ВЫБРАННЫЙ ТЕКСТ =
Слава Богу, вскоре мать Станислава освободили.
«В трудовой книжке моей матери первая запись после освобождения — ноябрь 1940 года… Чтобы устроиться на работу на фабрику „Гознак“, моя мать вывела хлоркой в паспорте штамп о судимости. Предприятие режимное (там печатались ценные бумаги, деньги и т. п.), и чекисты обнаружили подделку. Мать уволили с работы по статье 37-в (по недоверию). Странно, что еще не посадили».
И начались скитания по СССР в поисках лучшей доли. В конце концов они осели на Украине, в Харькове. Станислав продолжает рассказывать в письме:
«В 1993 году моя мама умерла, я очень жалею, что мы с ней мало говорили о лагерной жизни, многое для меня осталось как бы в тумане».
И далее:
«Судьба моих родителей кардинально отразилась и на моей жизни. Было все — голод, холод, жизнь в лесной глухомани, отсутствие своего жилья. Я окончил в Харькове строительный техникум, стал строителем, хотя по характеру и интересам я гуманитарий, мечтал быть учителем иностранного языка… И эту мечту осуществила моя старшая дочь».
Мать говорила Станиславу: «Ты будешь, наверное, как отец, тоже строителем и немного мечтателем». Почему мечтателем? Потому что Георгий Фельдман мечтал стать писателем. И создавать книги, полные любви и правды. На его взгляд, советские прозаики были далеки от истины, они подгоняли жизнь под марксистские и сталинские схемы построения общества.
Но человек — не бревно, из которого можно выстругать Буратино. В этом плане, пожалуй, самый правдивый писатель — Антон Павлович Чехов. А советская литература, да и культура насквозь пропитаны примитивной политикой Сталина.
Она Георгия останавливала, касаясь пальцами его губ:
— Милый, о политике не надо. Ты ведь за нее уже пострадал.
— Да, это так, — кивал головой Георгий. — Сегодня лучше быть строителем, чем писателем. Во всяком случае, не упекут в Карлаг.
Где он теперь, Георгий? Жив ли? Тоска охватывала мать все больше, она буквально таяла на глазах. Но любовь к сыну — превыше всего. И она бодрилась до последнего часа жизни, пока не обустроила Станислава, не нашла ему невесту, не подняла на руки внучку…
У нее было сердце, полное любви к сыну.
Вот такая новая история из серии «Карлаг и люди» постучалась в мой дом в виде письма от Станислава Георгиевича Аева. Дай Бог ему долгой жизни и счастливых безоблачных дней хотя бы на старости лет.

ЗАДАНИЯ ДЛЯ ВЫПОЛНЕНИЯ =
1) Измените часть выбранного текста между словами «Но человек —» и «примитивной политикой Сталина.» включительно и приведите ее целиком, заменив «Антон Павлович Чехов» на «Лев Николаевич Толстой».
2) Согласно выбранному тексту, на какую фабрику пыталась устроиться мать Станислава?

НАБОР ДАННЫХ =

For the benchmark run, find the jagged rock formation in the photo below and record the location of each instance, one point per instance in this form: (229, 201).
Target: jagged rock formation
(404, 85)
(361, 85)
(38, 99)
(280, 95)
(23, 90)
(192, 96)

ОТВЕТЫ К ЗАДАНИЯМ =
1)
Но человек — не бревно, из которого можно выстругать Буратино. В этом плане, пожалуй, самый правдивый писатель — Лев Николаевич Толстой. А советская литература, да и культура насквозь пропитаны примитивной политикой Сталина.

2) На фабрику «Гознак».